◆ Problem ◆
Copy the listing from the line with "462, row 299." up to and including the line with "column 291, row 167", substituting "gravel road" for "dirt track" and leaving everything else unchanged.

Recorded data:
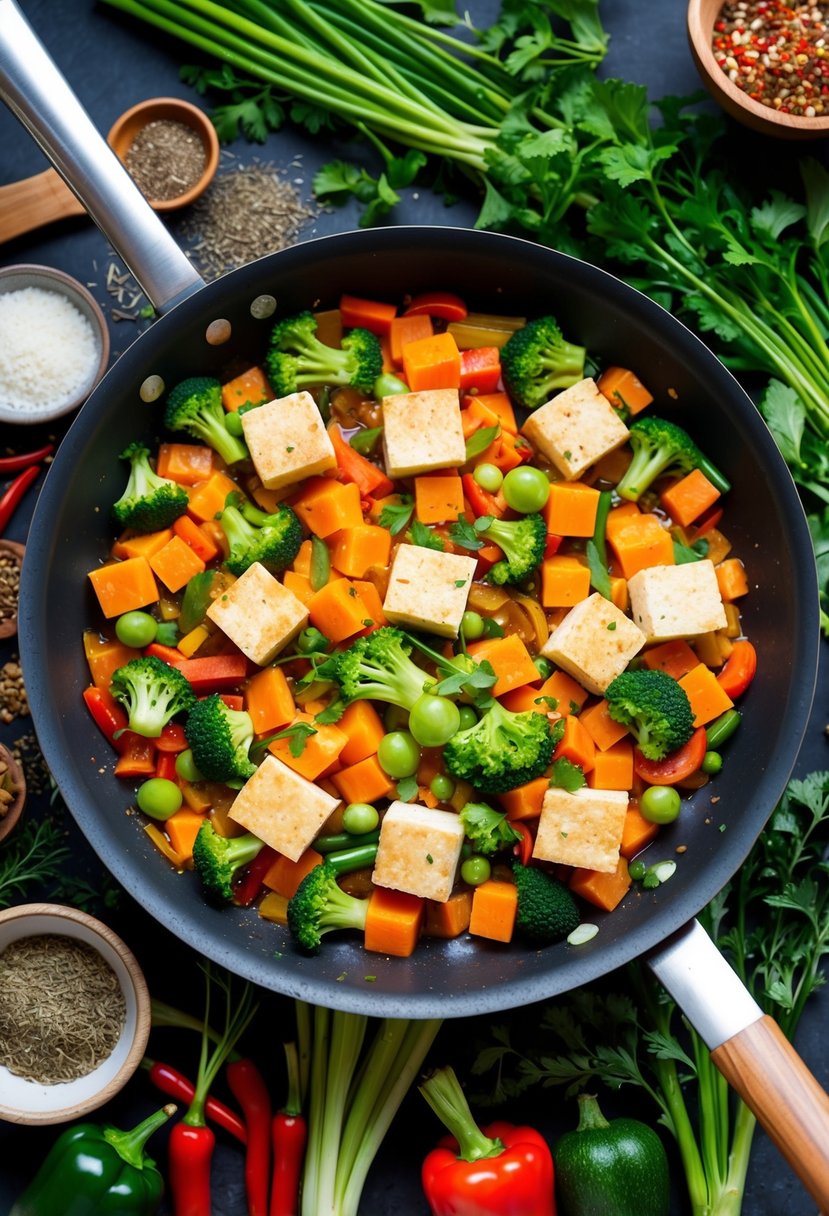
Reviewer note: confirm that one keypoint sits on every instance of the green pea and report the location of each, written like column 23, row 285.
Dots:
column 711, row 763
column 136, row 629
column 185, row 766
column 472, row 625
column 158, row 798
column 660, row 804
column 360, row 817
column 475, row 870
column 443, row 787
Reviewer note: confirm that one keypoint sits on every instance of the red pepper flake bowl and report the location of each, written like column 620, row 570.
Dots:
column 795, row 58
column 27, row 935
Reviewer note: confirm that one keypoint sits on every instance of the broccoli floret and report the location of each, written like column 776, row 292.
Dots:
column 546, row 910
column 216, row 859
column 536, row 361
column 257, row 536
column 150, row 502
column 152, row 692
column 655, row 709
column 220, row 741
column 378, row 666
column 488, row 831
column 660, row 446
column 523, row 542
column 321, row 905
column 501, row 750
column 297, row 359
column 195, row 405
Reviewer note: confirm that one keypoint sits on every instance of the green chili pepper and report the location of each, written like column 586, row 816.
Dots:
column 95, row 1170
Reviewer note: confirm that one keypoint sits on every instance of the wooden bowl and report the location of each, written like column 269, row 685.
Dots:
column 125, row 129
column 700, row 18
column 23, row 1101
column 11, row 766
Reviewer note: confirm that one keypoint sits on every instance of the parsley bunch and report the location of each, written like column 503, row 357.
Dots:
column 772, row 922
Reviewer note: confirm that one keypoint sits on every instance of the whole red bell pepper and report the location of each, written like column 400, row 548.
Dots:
column 498, row 1170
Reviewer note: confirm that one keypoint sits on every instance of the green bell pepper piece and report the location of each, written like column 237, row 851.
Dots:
column 95, row 1170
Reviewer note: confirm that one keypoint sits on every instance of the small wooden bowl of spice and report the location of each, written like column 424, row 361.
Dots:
column 170, row 150
column 766, row 62
column 12, row 792
column 74, row 1013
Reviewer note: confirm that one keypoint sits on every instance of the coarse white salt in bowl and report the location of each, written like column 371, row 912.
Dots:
column 54, row 343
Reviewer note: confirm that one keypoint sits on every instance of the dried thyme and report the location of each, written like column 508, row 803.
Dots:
column 61, row 1008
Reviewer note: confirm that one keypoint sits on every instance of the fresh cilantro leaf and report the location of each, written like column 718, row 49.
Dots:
column 395, row 516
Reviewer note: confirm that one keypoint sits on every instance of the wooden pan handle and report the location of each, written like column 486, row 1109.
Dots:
column 33, row 202
column 763, row 1068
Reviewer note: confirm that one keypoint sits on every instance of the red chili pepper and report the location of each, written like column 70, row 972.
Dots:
column 288, row 1140
column 249, row 1090
column 23, row 460
column 12, row 495
column 175, row 1085
column 498, row 1170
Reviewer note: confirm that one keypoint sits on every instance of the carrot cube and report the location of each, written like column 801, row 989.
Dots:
column 564, row 581
column 393, row 922
column 207, row 499
column 570, row 510
column 364, row 730
column 689, row 497
column 122, row 586
column 511, row 662
column 601, row 889
column 269, row 701
column 432, row 362
column 175, row 564
column 326, row 506
column 338, row 611
column 283, row 876
column 494, row 910
column 613, row 769
column 362, row 782
column 438, row 497
column 706, row 696
column 357, row 549
column 249, row 388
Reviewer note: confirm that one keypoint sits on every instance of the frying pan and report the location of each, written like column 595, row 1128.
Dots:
column 71, row 533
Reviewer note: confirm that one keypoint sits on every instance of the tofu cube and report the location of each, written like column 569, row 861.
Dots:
column 281, row 808
column 593, row 643
column 428, row 590
column 422, row 431
column 418, row 851
column 575, row 428
column 676, row 601
column 581, row 828
column 259, row 614
column 287, row 440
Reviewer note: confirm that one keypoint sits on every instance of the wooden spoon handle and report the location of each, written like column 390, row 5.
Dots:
column 35, row 201
column 763, row 1068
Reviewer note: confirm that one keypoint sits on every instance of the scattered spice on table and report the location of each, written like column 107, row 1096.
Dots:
column 48, row 349
column 246, row 212
column 13, row 702
column 61, row 1008
column 165, row 159
column 776, row 52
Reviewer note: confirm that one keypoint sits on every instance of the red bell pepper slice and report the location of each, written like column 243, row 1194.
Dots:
column 354, row 467
column 480, row 369
column 676, row 765
column 443, row 304
column 739, row 669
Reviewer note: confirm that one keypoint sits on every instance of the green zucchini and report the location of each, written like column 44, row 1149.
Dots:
column 616, row 1167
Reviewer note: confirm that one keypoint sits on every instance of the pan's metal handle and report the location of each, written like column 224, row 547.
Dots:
column 751, row 1052
column 34, row 90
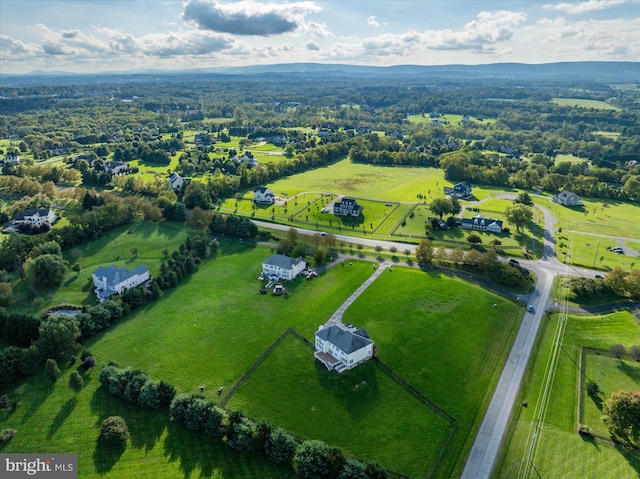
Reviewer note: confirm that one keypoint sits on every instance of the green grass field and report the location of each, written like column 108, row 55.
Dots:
column 364, row 411
column 561, row 452
column 582, row 103
column 611, row 375
column 114, row 248
column 213, row 327
column 369, row 181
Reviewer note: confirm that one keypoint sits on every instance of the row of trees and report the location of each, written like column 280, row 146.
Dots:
column 310, row 459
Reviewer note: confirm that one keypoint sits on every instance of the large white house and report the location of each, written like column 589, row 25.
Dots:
column 284, row 267
column 262, row 194
column 482, row 224
column 175, row 180
column 342, row 347
column 36, row 216
column 567, row 198
column 113, row 280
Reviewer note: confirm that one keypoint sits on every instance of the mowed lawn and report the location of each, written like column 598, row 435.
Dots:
column 364, row 411
column 611, row 375
column 445, row 338
column 393, row 183
column 561, row 452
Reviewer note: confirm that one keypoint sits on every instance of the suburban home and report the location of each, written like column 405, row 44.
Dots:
column 116, row 167
column 347, row 207
column 463, row 189
column 113, row 280
column 282, row 266
column 262, row 194
column 36, row 216
column 11, row 160
column 342, row 347
column 176, row 181
column 247, row 158
column 482, row 224
column 566, row 198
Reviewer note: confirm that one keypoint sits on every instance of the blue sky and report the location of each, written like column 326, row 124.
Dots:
column 115, row 35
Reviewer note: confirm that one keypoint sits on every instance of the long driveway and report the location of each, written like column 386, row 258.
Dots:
column 487, row 442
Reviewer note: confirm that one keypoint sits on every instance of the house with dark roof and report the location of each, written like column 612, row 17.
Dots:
column 481, row 223
column 35, row 216
column 262, row 194
column 176, row 181
column 463, row 189
column 347, row 207
column 341, row 347
column 111, row 280
column 283, row 267
column 567, row 198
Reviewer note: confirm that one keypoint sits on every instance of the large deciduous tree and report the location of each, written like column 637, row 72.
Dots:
column 622, row 414
column 424, row 252
column 519, row 215
column 441, row 206
column 58, row 336
column 47, row 270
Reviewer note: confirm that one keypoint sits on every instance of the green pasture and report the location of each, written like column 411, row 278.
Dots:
column 114, row 248
column 210, row 330
column 364, row 411
column 605, row 217
column 53, row 418
column 368, row 181
column 569, row 158
column 611, row 375
column 560, row 292
column 582, row 103
column 418, row 320
column 560, row 451
column 591, row 252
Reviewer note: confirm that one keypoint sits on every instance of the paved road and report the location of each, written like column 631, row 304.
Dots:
column 487, row 443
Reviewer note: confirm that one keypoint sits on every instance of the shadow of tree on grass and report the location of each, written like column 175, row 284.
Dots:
column 65, row 411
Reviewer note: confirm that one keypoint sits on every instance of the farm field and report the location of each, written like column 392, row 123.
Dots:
column 582, row 103
column 369, row 181
column 605, row 217
column 560, row 451
column 591, row 252
column 611, row 375
column 115, row 247
column 364, row 411
column 190, row 343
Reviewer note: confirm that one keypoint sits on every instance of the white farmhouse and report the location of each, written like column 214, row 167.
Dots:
column 283, row 266
column 176, row 181
column 262, row 194
column 36, row 216
column 112, row 280
column 342, row 347
column 567, row 198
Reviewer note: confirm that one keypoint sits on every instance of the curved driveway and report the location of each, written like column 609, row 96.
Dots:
column 487, row 443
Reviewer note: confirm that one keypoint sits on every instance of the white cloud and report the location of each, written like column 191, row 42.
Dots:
column 582, row 7
column 247, row 17
column 372, row 22
column 312, row 46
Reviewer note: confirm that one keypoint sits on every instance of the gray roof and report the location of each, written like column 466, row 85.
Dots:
column 282, row 261
column 31, row 212
column 115, row 275
column 344, row 339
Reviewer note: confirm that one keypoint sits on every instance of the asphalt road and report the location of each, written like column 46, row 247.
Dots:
column 487, row 443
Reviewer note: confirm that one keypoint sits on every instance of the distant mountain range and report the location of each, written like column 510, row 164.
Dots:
column 604, row 72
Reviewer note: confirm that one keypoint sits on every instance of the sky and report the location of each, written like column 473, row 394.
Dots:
column 91, row 36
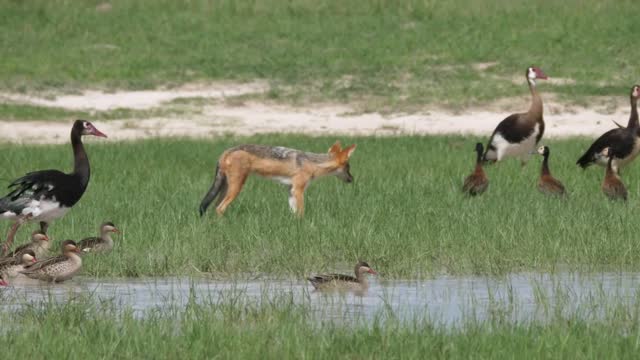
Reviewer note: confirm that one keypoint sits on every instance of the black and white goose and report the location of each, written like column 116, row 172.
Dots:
column 47, row 195
column 517, row 135
column 626, row 141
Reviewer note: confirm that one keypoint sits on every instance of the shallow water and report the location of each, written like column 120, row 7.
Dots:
column 446, row 300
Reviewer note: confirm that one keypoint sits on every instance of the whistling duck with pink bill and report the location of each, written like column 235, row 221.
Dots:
column 517, row 135
column 547, row 184
column 612, row 186
column 344, row 282
column 11, row 266
column 39, row 244
column 47, row 195
column 477, row 182
column 625, row 140
column 59, row 268
column 103, row 243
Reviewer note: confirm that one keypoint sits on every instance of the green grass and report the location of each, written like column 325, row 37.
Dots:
column 237, row 329
column 404, row 213
column 389, row 54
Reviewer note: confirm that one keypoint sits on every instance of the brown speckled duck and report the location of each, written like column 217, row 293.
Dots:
column 612, row 186
column 59, row 268
column 39, row 245
column 11, row 266
column 103, row 243
column 344, row 282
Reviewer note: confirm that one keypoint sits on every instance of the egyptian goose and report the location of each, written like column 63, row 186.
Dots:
column 547, row 184
column 625, row 140
column 477, row 182
column 59, row 268
column 344, row 282
column 102, row 243
column 11, row 266
column 612, row 186
column 39, row 244
column 518, row 134
column 47, row 195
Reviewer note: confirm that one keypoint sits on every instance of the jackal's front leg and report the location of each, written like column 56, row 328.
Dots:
column 296, row 199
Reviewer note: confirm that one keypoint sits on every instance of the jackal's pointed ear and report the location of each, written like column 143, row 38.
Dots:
column 335, row 148
column 348, row 151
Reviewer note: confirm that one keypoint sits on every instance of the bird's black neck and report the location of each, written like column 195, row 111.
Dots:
column 536, row 109
column 545, row 165
column 479, row 157
column 633, row 118
column 80, row 159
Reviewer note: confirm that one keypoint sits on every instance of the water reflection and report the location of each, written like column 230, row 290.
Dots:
column 445, row 299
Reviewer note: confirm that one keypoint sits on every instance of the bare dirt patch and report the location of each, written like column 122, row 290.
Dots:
column 251, row 117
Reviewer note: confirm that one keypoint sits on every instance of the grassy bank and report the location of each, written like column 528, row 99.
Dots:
column 281, row 330
column 386, row 53
column 404, row 213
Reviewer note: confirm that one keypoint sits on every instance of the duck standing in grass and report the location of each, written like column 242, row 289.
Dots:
column 477, row 182
column 612, row 186
column 11, row 266
column 47, row 195
column 59, row 268
column 518, row 134
column 625, row 140
column 102, row 243
column 547, row 184
column 39, row 244
column 344, row 282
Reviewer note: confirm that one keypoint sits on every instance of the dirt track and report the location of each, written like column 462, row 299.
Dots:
column 253, row 117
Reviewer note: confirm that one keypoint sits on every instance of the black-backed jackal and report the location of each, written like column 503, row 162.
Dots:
column 291, row 167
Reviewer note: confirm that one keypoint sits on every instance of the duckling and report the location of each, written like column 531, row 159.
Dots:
column 477, row 182
column 612, row 186
column 39, row 245
column 11, row 266
column 59, row 268
column 344, row 282
column 547, row 184
column 103, row 243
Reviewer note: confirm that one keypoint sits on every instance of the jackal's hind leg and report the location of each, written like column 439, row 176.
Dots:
column 234, row 185
column 296, row 200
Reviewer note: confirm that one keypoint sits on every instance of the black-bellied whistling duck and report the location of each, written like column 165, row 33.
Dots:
column 625, row 140
column 518, row 134
column 548, row 184
column 59, row 268
column 11, row 266
column 344, row 282
column 39, row 244
column 477, row 182
column 103, row 243
column 47, row 195
column 612, row 186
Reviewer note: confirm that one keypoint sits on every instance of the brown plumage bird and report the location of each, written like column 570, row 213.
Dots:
column 477, row 182
column 612, row 186
column 547, row 184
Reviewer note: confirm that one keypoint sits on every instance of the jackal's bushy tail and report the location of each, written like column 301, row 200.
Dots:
column 218, row 182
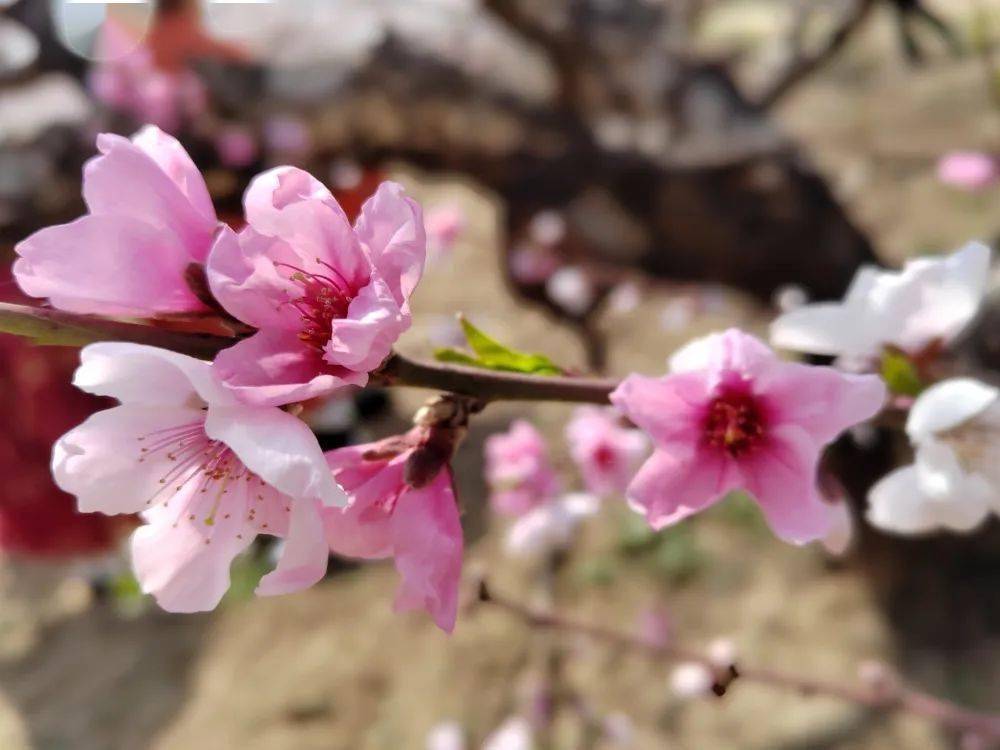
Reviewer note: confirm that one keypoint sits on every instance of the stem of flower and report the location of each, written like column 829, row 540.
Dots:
column 891, row 695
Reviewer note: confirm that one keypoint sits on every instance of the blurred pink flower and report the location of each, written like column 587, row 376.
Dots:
column 329, row 299
column 445, row 225
column 968, row 170
column 288, row 135
column 388, row 517
column 732, row 415
column 606, row 453
column 150, row 217
column 236, row 146
column 207, row 473
column 127, row 79
column 518, row 470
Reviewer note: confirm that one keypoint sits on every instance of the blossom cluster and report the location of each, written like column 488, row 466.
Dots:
column 213, row 454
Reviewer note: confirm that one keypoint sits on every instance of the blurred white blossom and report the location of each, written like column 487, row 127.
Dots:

◆ Written reply ◆
Reviewer note: confirm that one keypoint sits on every instance of the gravel road and report the location of each, written like column 462, row 299.
Dots:
column 253, row 117
Reviewer note: confirm that one keypoint sits on every instance of the black-backed jackal and report the location of each, written like column 503, row 162.
Dots:
column 291, row 167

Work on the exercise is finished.